→ **Material provided**
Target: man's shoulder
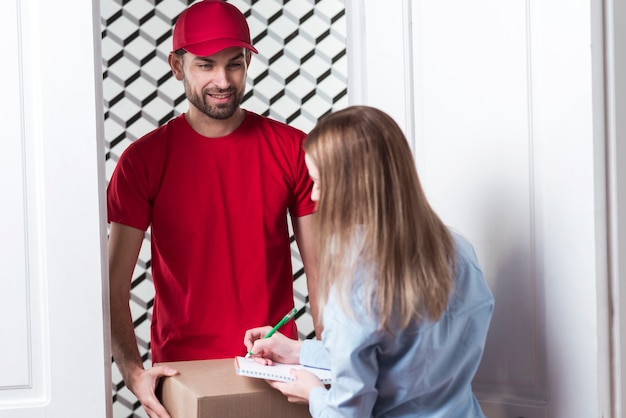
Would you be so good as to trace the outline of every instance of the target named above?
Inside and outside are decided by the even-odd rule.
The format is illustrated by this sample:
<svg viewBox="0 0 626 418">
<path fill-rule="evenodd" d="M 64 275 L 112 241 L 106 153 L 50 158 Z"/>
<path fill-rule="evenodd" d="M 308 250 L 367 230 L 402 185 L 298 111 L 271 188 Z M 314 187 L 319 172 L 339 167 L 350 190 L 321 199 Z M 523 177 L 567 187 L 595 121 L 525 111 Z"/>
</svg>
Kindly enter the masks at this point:
<svg viewBox="0 0 626 418">
<path fill-rule="evenodd" d="M 246 113 L 250 118 L 251 125 L 263 131 L 274 132 L 280 136 L 289 136 L 296 138 L 302 138 L 306 135 L 300 129 L 288 125 L 285 122 L 280 122 L 276 119 L 272 119 L 268 116 L 259 115 L 258 113 L 254 113 L 249 110 L 246 110 Z"/>
<path fill-rule="evenodd" d="M 139 137 L 137 140 L 133 142 L 134 146 L 150 146 L 151 144 L 164 142 L 167 139 L 169 133 L 173 130 L 176 130 L 177 127 L 180 126 L 179 119 L 184 116 L 177 116 L 173 119 L 170 119 L 163 125 L 159 126 L 151 130 L 150 132 L 144 134 Z"/>
<path fill-rule="evenodd" d="M 144 134 L 133 141 L 122 154 L 122 158 L 131 159 L 154 159 L 160 160 L 167 146 L 167 138 L 172 136 L 173 131 L 179 129 L 178 116 Z"/>
</svg>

→ **Work to be completed**
Each record should be copied exactly, and each image left out.

→ **Solution to this exercise**
Target: man's shoulder
Would you be so good as to trace the outline of every instance of the target named above?
Inside and outside are decided by the even-odd rule.
The format is illustrated by this sample:
<svg viewBox="0 0 626 418">
<path fill-rule="evenodd" d="M 64 275 L 112 241 L 106 153 L 50 158 Z"/>
<path fill-rule="evenodd" d="M 308 250 L 367 230 L 402 185 L 298 111 L 271 188 Z M 314 187 L 319 172 L 339 167 L 350 190 L 321 199 Z M 523 177 L 567 187 L 595 121 L 525 111 Z"/>
</svg>
Kindly enter the masks at this point:
<svg viewBox="0 0 626 418">
<path fill-rule="evenodd" d="M 246 113 L 250 118 L 251 125 L 263 131 L 274 132 L 280 136 L 289 136 L 296 138 L 302 138 L 306 135 L 300 129 L 288 125 L 285 122 L 280 122 L 276 119 L 272 119 L 268 116 L 259 115 L 258 113 L 254 113 L 249 110 L 246 110 Z"/>
<path fill-rule="evenodd" d="M 139 137 L 137 140 L 133 142 L 134 146 L 150 146 L 151 144 L 164 142 L 167 139 L 169 133 L 173 130 L 176 130 L 177 127 L 180 126 L 179 119 L 184 116 L 177 116 L 173 119 L 170 119 L 163 125 L 159 126 L 151 130 L 150 132 L 144 134 Z"/>
<path fill-rule="evenodd" d="M 144 134 L 133 141 L 122 154 L 122 158 L 131 159 L 154 159 L 160 160 L 167 146 L 167 138 L 172 136 L 173 131 L 179 129 L 178 116 Z"/>
</svg>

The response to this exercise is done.